PROMPT
Search the entries for the word "slope". Copy every line where it turns up.

RECORD EXCERPTS
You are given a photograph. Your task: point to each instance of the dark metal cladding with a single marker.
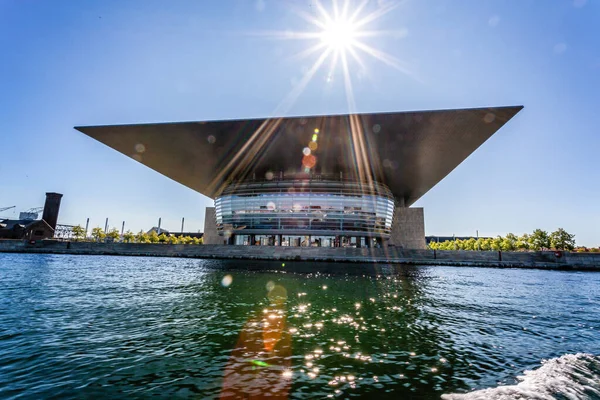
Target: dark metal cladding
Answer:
(409, 152)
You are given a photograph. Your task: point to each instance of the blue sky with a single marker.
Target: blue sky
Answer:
(67, 63)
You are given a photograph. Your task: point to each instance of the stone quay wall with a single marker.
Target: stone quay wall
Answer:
(391, 255)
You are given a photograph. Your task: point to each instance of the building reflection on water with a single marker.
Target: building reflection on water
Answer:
(328, 334)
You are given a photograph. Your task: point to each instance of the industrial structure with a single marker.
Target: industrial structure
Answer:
(34, 229)
(334, 180)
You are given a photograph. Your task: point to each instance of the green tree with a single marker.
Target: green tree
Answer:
(486, 244)
(153, 237)
(470, 244)
(142, 237)
(78, 232)
(98, 234)
(523, 242)
(185, 239)
(539, 240)
(479, 244)
(509, 243)
(562, 240)
(128, 237)
(172, 239)
(497, 243)
(113, 234)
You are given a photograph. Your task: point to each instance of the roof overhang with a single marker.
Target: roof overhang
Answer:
(410, 152)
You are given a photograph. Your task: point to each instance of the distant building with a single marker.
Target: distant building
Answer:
(441, 239)
(158, 231)
(166, 232)
(36, 229)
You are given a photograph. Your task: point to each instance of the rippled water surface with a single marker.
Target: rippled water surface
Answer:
(100, 327)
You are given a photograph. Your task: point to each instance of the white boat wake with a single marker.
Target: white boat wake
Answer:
(571, 376)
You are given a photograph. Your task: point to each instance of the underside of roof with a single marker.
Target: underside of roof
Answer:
(410, 152)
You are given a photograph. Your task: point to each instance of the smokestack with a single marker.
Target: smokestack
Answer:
(51, 208)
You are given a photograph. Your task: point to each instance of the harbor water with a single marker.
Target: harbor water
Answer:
(135, 327)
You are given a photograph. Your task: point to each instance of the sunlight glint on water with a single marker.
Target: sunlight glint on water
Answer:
(116, 326)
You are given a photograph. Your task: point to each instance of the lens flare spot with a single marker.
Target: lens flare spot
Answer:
(287, 374)
(226, 281)
(309, 161)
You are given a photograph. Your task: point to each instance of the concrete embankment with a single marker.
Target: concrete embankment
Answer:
(539, 259)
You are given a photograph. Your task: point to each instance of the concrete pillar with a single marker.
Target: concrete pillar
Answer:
(408, 228)
(51, 208)
(211, 236)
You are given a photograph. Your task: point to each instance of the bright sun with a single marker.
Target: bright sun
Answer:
(338, 39)
(339, 35)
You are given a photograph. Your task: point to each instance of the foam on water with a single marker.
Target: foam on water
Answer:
(571, 376)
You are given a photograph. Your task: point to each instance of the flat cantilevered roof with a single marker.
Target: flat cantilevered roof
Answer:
(410, 152)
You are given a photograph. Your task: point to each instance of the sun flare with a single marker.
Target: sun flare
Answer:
(339, 35)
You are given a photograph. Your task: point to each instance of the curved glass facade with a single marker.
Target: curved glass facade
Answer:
(305, 207)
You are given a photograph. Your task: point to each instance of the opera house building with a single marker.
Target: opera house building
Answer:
(330, 180)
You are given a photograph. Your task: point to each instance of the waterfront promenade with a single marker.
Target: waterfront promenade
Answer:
(392, 255)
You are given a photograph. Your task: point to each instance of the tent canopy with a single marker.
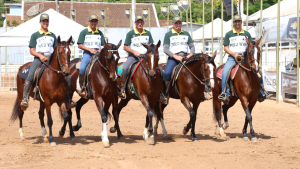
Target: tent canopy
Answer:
(58, 24)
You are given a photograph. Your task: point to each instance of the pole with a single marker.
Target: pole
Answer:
(260, 31)
(277, 52)
(247, 15)
(203, 26)
(168, 18)
(212, 26)
(298, 73)
(191, 19)
(133, 13)
(149, 19)
(221, 47)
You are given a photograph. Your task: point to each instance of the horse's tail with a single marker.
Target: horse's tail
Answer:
(15, 112)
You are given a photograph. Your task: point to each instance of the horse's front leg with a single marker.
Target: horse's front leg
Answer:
(186, 102)
(99, 103)
(148, 135)
(79, 105)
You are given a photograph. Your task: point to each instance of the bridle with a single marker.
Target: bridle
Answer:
(57, 55)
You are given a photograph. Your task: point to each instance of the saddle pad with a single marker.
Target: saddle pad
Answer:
(120, 69)
(233, 72)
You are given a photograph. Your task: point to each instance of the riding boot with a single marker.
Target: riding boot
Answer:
(122, 92)
(164, 97)
(81, 81)
(25, 103)
(69, 102)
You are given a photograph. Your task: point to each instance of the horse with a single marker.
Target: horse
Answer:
(103, 81)
(148, 85)
(246, 84)
(52, 85)
(191, 82)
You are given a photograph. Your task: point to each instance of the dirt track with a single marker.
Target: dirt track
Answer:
(276, 125)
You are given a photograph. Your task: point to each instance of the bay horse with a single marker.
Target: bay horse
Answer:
(246, 85)
(148, 85)
(52, 86)
(190, 88)
(103, 81)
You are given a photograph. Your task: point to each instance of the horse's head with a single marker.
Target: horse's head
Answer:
(111, 59)
(253, 62)
(208, 68)
(64, 54)
(152, 57)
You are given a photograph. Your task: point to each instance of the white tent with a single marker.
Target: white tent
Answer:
(58, 24)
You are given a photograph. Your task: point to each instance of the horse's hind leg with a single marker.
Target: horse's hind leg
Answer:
(41, 116)
(80, 103)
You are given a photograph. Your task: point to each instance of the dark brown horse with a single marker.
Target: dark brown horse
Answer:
(246, 85)
(190, 88)
(104, 87)
(52, 85)
(148, 85)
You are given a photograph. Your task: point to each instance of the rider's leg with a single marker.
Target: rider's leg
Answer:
(226, 95)
(172, 62)
(84, 62)
(70, 104)
(28, 82)
(129, 61)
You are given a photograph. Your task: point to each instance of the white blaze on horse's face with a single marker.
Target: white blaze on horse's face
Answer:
(211, 76)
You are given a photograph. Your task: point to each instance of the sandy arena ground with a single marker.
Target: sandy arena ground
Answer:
(276, 126)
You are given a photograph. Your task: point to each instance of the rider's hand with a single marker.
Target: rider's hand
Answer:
(93, 51)
(190, 55)
(137, 54)
(43, 58)
(177, 57)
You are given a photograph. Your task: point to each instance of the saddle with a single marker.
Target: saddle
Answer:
(86, 84)
(230, 77)
(37, 75)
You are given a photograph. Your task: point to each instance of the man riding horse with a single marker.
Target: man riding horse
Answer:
(42, 44)
(90, 41)
(133, 45)
(175, 46)
(235, 45)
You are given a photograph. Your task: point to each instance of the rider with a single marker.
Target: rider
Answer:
(232, 46)
(175, 46)
(90, 40)
(133, 45)
(42, 44)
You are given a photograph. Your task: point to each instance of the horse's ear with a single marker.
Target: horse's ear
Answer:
(58, 39)
(119, 44)
(146, 46)
(158, 44)
(258, 41)
(214, 56)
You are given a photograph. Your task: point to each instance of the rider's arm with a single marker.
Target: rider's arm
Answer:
(129, 50)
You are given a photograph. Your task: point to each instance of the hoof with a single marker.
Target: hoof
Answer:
(150, 140)
(254, 140)
(245, 138)
(106, 144)
(112, 130)
(184, 132)
(53, 144)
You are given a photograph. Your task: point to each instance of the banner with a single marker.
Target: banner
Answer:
(289, 82)
(174, 9)
(127, 12)
(269, 78)
(164, 10)
(145, 13)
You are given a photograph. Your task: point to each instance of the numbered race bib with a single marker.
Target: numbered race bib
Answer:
(238, 44)
(44, 44)
(92, 41)
(136, 44)
(178, 43)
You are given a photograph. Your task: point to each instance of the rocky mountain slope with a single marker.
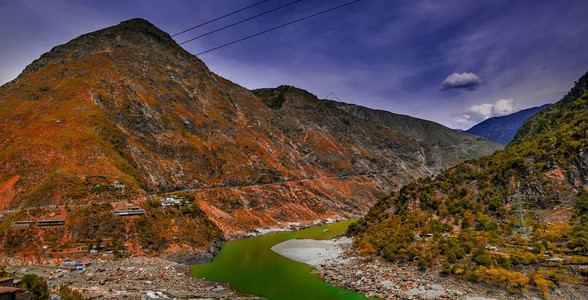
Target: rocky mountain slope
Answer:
(516, 219)
(503, 129)
(124, 113)
(449, 146)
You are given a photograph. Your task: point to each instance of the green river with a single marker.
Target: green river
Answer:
(251, 267)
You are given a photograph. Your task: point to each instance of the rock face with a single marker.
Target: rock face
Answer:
(503, 129)
(477, 219)
(127, 104)
(448, 147)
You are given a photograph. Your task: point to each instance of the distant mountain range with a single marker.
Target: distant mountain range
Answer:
(510, 219)
(503, 129)
(127, 107)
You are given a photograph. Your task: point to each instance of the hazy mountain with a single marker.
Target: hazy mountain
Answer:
(128, 104)
(503, 218)
(448, 145)
(503, 129)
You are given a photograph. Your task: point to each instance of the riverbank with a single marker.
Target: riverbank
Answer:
(338, 265)
(133, 278)
(314, 252)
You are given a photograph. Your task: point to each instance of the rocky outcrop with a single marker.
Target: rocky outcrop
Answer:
(447, 147)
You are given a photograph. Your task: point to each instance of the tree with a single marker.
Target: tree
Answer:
(3, 272)
(36, 286)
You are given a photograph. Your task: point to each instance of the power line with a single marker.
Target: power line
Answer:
(221, 17)
(277, 27)
(242, 21)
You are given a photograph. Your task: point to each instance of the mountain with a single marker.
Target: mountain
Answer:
(503, 129)
(448, 145)
(515, 219)
(125, 116)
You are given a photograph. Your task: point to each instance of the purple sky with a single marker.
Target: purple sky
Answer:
(455, 62)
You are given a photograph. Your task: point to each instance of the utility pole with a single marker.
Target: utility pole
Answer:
(520, 226)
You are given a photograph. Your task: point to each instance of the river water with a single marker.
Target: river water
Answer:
(250, 266)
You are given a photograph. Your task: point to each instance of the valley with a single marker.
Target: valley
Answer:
(123, 153)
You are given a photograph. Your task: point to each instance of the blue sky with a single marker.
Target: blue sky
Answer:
(455, 62)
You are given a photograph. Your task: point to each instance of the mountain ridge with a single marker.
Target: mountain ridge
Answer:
(502, 219)
(124, 114)
(503, 129)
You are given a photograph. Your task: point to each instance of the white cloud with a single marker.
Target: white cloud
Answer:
(481, 112)
(465, 80)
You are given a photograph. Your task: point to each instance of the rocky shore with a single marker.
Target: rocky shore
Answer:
(133, 278)
(380, 279)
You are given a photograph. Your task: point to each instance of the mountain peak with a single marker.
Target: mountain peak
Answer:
(135, 37)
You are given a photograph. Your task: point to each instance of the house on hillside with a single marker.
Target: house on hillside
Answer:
(11, 293)
(53, 222)
(22, 224)
(7, 281)
(128, 209)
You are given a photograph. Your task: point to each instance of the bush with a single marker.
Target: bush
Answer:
(66, 293)
(36, 286)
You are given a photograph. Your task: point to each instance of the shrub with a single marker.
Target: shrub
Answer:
(66, 293)
(36, 286)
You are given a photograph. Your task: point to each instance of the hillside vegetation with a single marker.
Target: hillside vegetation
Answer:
(515, 219)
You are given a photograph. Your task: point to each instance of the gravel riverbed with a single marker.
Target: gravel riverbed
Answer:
(134, 278)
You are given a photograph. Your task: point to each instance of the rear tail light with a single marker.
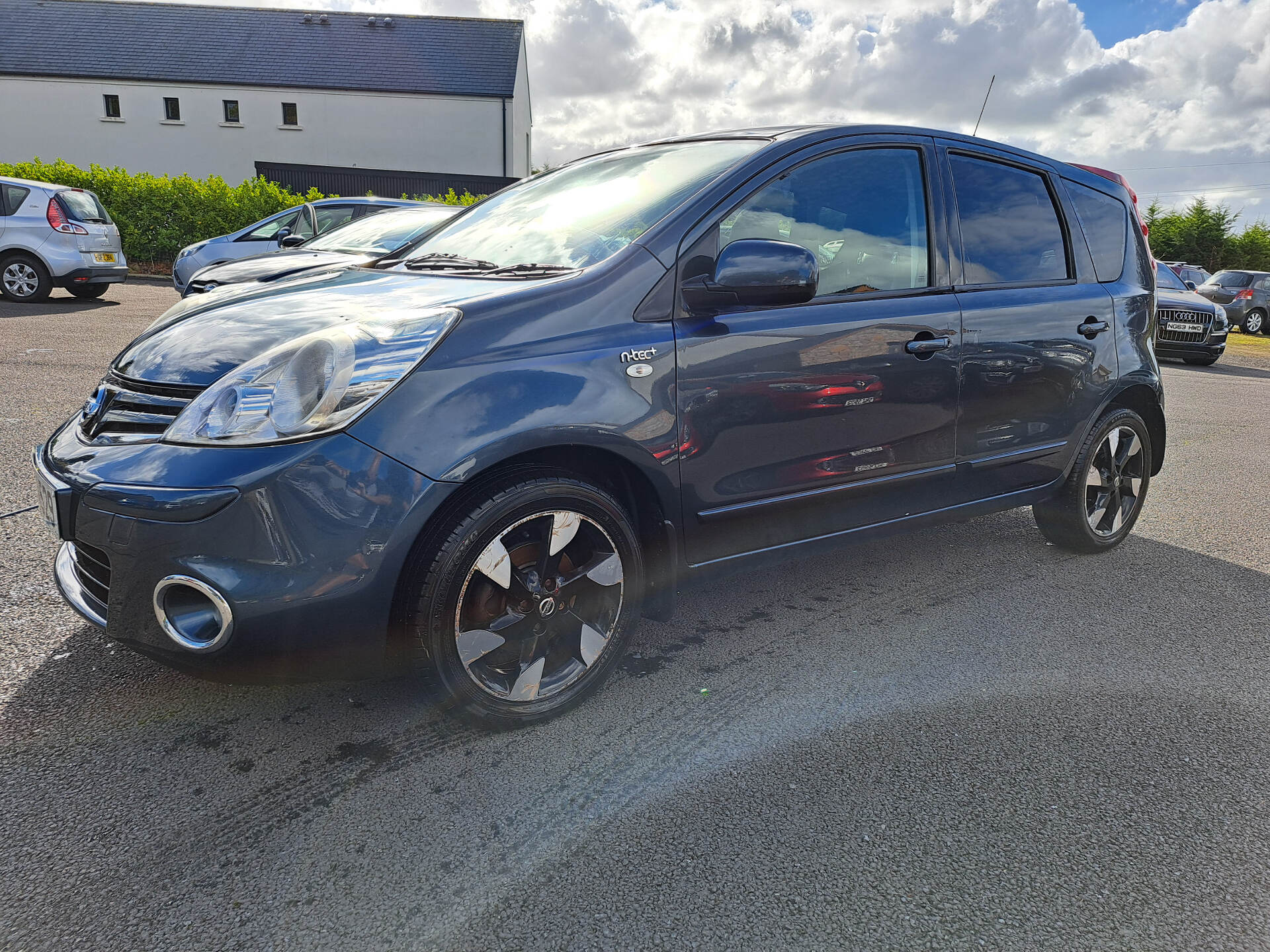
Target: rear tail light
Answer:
(58, 220)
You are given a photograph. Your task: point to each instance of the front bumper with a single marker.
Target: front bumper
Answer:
(305, 542)
(106, 274)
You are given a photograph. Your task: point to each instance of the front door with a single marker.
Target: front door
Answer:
(802, 422)
(1038, 356)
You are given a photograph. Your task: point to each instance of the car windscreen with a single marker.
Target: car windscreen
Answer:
(1166, 278)
(588, 211)
(83, 206)
(381, 233)
(1231, 280)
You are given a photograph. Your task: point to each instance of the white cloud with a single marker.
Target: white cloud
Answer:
(613, 71)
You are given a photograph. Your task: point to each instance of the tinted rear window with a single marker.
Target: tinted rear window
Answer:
(83, 206)
(1231, 280)
(1010, 230)
(1104, 222)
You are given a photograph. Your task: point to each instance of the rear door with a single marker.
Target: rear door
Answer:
(807, 420)
(1039, 346)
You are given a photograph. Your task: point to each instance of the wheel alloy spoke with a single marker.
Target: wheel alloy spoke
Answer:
(474, 645)
(495, 565)
(526, 687)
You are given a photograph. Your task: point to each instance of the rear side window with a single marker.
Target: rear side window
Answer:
(83, 206)
(1104, 222)
(861, 214)
(1010, 229)
(12, 198)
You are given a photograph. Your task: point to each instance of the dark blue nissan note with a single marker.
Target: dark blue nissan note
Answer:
(592, 387)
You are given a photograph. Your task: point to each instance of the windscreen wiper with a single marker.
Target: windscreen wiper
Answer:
(515, 270)
(444, 260)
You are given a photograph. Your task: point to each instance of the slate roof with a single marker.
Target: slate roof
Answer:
(258, 48)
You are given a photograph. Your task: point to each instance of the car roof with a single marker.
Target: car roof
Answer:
(820, 132)
(362, 200)
(48, 186)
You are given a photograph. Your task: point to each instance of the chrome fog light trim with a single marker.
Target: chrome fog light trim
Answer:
(192, 614)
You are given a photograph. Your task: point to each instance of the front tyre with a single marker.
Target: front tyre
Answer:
(529, 603)
(24, 278)
(1103, 496)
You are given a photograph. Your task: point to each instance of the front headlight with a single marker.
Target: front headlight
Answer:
(312, 385)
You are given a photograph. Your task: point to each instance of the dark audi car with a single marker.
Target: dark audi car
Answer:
(607, 381)
(1188, 327)
(370, 240)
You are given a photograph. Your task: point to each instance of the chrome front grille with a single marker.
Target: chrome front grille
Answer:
(1183, 337)
(93, 571)
(132, 413)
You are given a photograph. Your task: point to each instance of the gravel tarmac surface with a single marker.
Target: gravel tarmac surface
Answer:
(962, 738)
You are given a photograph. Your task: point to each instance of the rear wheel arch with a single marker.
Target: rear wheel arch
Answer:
(1143, 400)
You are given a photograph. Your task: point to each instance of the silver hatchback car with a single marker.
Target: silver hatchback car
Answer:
(54, 237)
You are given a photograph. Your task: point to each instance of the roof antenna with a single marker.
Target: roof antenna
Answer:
(984, 104)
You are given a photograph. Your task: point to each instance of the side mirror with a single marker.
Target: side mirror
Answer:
(755, 272)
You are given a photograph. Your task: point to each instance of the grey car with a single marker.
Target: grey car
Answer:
(55, 237)
(285, 229)
(1244, 295)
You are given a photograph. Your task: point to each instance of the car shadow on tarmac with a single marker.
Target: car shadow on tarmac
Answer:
(956, 735)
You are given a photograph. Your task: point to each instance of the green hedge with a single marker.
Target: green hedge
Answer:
(159, 215)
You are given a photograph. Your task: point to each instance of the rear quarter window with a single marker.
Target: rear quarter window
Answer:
(1104, 220)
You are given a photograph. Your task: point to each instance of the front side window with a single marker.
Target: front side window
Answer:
(1010, 229)
(861, 214)
(591, 210)
(1104, 222)
(332, 215)
(12, 198)
(267, 230)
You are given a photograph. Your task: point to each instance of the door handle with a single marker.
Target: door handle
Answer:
(1091, 328)
(927, 347)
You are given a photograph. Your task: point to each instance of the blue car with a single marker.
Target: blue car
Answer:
(492, 459)
(287, 229)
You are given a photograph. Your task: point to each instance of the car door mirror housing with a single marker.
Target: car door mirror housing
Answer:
(755, 272)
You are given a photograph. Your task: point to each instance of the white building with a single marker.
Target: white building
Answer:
(341, 100)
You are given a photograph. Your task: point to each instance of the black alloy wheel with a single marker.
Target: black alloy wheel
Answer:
(530, 602)
(1104, 493)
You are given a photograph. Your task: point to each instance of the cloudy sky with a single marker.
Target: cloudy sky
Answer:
(1175, 93)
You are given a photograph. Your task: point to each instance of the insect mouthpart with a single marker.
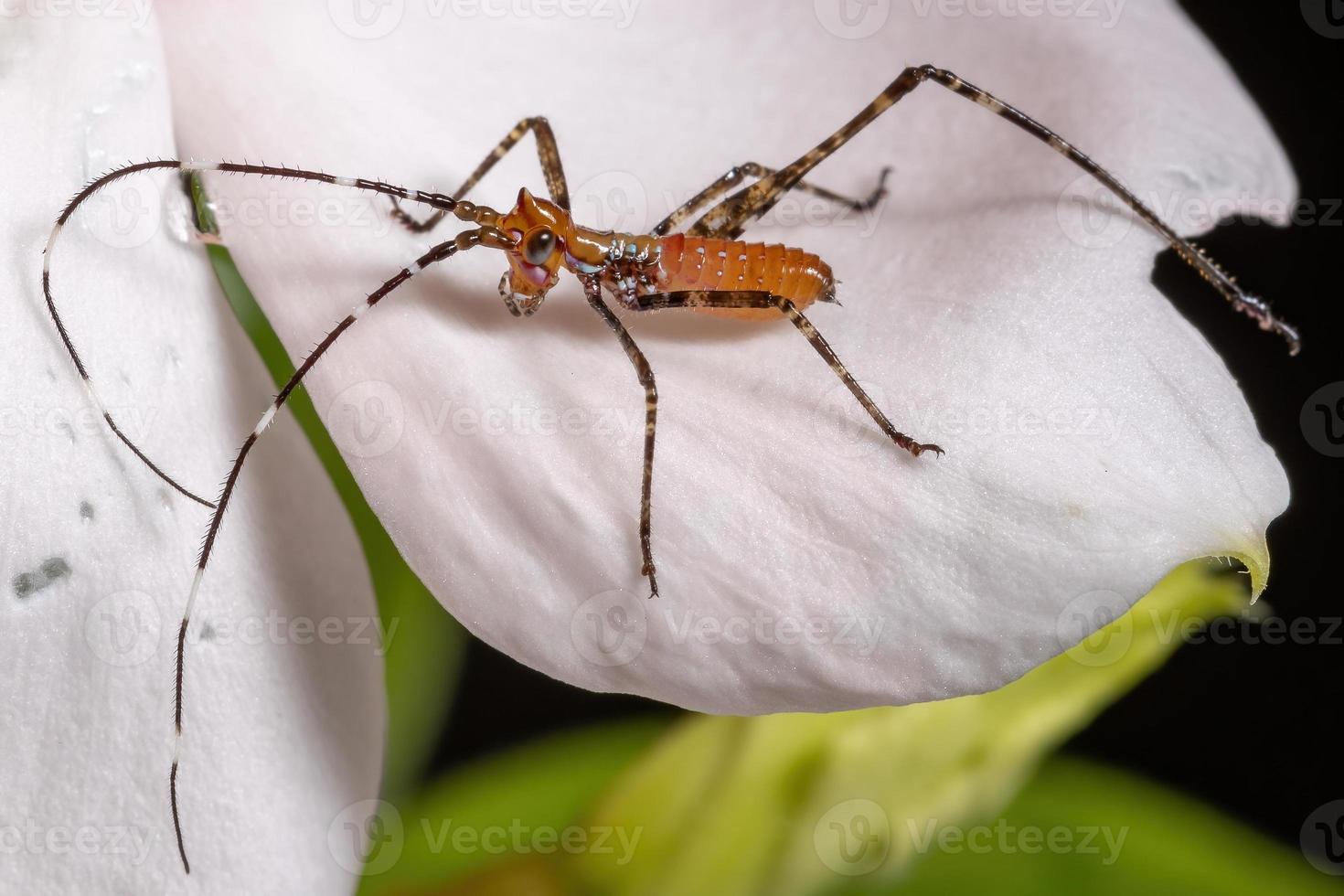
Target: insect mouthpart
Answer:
(519, 304)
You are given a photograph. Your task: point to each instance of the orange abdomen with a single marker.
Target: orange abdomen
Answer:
(697, 262)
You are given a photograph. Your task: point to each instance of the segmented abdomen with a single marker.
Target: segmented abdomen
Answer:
(697, 262)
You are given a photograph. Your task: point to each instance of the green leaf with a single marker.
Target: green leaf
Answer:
(489, 815)
(742, 806)
(1149, 840)
(425, 650)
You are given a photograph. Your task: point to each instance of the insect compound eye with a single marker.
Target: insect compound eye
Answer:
(539, 246)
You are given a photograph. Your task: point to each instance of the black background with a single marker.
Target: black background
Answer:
(1250, 729)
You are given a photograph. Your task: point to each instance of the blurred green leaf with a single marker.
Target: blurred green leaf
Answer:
(495, 815)
(743, 806)
(1149, 840)
(425, 652)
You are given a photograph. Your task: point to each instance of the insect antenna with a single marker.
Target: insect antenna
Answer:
(436, 254)
(436, 200)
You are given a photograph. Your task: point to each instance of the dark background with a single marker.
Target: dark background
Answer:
(1250, 729)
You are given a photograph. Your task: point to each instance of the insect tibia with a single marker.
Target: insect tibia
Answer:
(476, 214)
(1249, 304)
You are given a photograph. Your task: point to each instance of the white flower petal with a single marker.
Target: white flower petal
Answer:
(281, 730)
(504, 455)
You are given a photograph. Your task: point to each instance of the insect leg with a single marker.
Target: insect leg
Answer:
(651, 417)
(738, 174)
(732, 215)
(436, 200)
(548, 154)
(714, 298)
(436, 254)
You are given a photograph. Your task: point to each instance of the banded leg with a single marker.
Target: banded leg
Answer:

RESULT OF THIS EXERCISE
You are given a photograph. Your task: point to each instance of the rocky mountain slope with a single marker.
Target: rocky mountain slope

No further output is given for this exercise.